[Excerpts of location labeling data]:

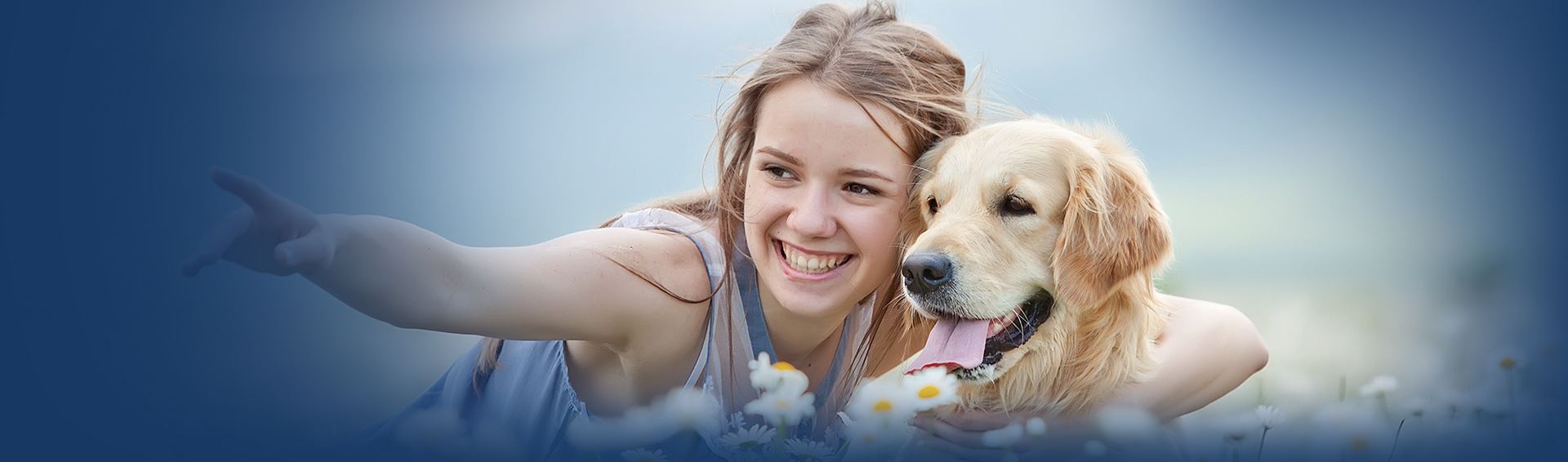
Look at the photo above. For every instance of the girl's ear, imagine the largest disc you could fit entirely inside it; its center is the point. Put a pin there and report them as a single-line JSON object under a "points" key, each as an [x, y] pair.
{"points": [[1114, 226]]}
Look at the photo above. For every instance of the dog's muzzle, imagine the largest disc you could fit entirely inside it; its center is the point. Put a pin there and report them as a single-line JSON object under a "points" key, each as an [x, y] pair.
{"points": [[1032, 313]]}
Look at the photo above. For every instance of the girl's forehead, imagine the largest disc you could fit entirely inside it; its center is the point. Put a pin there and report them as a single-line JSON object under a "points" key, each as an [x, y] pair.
{"points": [[804, 122]]}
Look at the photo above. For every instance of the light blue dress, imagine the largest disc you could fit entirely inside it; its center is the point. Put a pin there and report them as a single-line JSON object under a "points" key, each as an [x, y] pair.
{"points": [[529, 400]]}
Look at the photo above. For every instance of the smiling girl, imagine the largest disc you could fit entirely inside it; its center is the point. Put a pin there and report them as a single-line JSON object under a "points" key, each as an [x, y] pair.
{"points": [[792, 254]]}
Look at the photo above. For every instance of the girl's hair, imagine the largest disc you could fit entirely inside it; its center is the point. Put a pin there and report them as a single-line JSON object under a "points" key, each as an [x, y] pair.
{"points": [[869, 57]]}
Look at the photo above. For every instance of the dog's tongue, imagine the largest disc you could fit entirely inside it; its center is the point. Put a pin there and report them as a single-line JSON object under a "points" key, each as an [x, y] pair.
{"points": [[954, 342]]}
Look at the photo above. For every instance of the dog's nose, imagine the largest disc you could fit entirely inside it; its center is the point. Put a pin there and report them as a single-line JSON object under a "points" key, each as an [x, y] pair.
{"points": [[925, 273]]}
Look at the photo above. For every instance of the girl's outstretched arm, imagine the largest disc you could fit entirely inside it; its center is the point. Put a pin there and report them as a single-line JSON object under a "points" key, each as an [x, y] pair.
{"points": [[567, 288], [1208, 349]]}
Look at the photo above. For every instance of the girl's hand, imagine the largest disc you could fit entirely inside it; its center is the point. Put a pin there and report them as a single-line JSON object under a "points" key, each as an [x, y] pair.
{"points": [[270, 233]]}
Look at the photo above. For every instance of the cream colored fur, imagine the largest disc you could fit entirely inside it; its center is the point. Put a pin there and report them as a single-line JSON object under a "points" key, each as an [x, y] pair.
{"points": [[1095, 242]]}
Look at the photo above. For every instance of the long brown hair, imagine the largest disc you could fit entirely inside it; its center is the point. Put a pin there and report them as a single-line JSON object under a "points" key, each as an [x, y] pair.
{"points": [[867, 56]]}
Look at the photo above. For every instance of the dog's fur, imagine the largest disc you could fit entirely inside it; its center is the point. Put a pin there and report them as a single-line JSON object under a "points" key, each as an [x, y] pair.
{"points": [[1095, 240]]}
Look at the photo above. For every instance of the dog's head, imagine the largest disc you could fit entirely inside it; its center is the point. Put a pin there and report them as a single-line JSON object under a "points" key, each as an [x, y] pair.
{"points": [[1027, 224]]}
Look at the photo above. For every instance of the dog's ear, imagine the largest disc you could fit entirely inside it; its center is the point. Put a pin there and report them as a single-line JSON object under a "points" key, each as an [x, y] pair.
{"points": [[1112, 226]]}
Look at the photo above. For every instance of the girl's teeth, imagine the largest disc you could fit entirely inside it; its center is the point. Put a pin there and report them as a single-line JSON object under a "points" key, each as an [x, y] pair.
{"points": [[811, 264]]}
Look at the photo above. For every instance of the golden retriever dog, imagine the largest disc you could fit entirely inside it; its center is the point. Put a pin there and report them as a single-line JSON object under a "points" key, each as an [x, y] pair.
{"points": [[1037, 259]]}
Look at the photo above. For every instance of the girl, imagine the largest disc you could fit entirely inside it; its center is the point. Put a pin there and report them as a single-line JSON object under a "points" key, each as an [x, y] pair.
{"points": [[794, 254]]}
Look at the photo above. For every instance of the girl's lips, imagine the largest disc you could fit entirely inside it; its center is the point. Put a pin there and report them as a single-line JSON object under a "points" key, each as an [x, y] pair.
{"points": [[806, 265]]}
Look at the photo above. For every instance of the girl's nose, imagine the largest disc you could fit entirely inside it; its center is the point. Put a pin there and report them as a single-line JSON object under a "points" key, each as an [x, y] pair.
{"points": [[813, 216]]}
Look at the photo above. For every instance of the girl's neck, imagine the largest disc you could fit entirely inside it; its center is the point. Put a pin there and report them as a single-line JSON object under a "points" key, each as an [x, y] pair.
{"points": [[804, 342]]}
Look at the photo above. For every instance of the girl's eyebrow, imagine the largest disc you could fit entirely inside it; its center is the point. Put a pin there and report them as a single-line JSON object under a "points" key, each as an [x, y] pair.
{"points": [[847, 171], [786, 157]]}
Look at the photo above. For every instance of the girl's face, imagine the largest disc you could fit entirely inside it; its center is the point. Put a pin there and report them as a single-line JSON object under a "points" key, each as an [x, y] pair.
{"points": [[825, 196]]}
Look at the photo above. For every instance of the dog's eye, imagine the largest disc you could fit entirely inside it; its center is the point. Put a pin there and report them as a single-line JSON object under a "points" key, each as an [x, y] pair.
{"points": [[1017, 206]]}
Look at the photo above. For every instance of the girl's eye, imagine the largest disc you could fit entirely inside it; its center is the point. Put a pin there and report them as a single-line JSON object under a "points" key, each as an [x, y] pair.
{"points": [[862, 190], [780, 173]]}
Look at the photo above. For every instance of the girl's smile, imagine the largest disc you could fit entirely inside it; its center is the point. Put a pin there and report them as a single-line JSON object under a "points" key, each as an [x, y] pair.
{"points": [[826, 190]]}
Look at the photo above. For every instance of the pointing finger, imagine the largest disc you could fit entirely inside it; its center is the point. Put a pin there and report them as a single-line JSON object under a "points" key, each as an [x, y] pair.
{"points": [[248, 190], [313, 251], [216, 240]]}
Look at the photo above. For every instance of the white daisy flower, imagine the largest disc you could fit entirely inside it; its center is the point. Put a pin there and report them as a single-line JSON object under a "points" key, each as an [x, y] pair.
{"points": [[1002, 438], [930, 387], [882, 403], [1269, 417], [748, 438], [782, 406], [768, 376], [808, 450], [690, 409], [1379, 385], [645, 456]]}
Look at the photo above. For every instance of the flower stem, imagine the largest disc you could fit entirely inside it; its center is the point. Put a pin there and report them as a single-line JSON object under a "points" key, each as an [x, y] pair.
{"points": [[1396, 439], [1261, 443], [1513, 409]]}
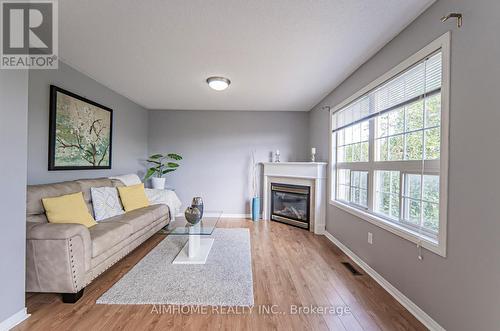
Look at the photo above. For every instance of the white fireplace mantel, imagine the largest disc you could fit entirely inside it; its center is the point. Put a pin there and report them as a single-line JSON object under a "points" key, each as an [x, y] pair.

[The task]: Do not include the pictures. Quote only the lines from the line with "the white daisy" through the end of the material, both ends included, exactly.

[Solution to the problem]:
Look at the photo above. For every instance of the white daisy flower, imagine the largest disc you could fit entirely inside it; its center is the point. Put a pin there and report them as a single-line JSON object under a "points" key, each as an [x, y] pair.
{"points": [[1002, 438], [930, 387], [882, 403], [1269, 417], [748, 438], [782, 406], [768, 376], [808, 450], [690, 409], [1379, 385], [645, 456]]}
Look at the photo above. For every instance of the flower stem, imagine the largest disc you could fit entirely inside it; its center is the point. Put a pin there and report them as a single-line JSON object under a "points" key, each as an [x, y] pair.
{"points": [[1396, 439], [1261, 443], [1513, 409]]}
Look at the photo above. For every instance of the white fireplace mantel, imagine the largest disc you could fit entirely inside it; its center is the point. Put a pin there and report them as a single-line JSON object under a "points" key, each as an [x, y] pair.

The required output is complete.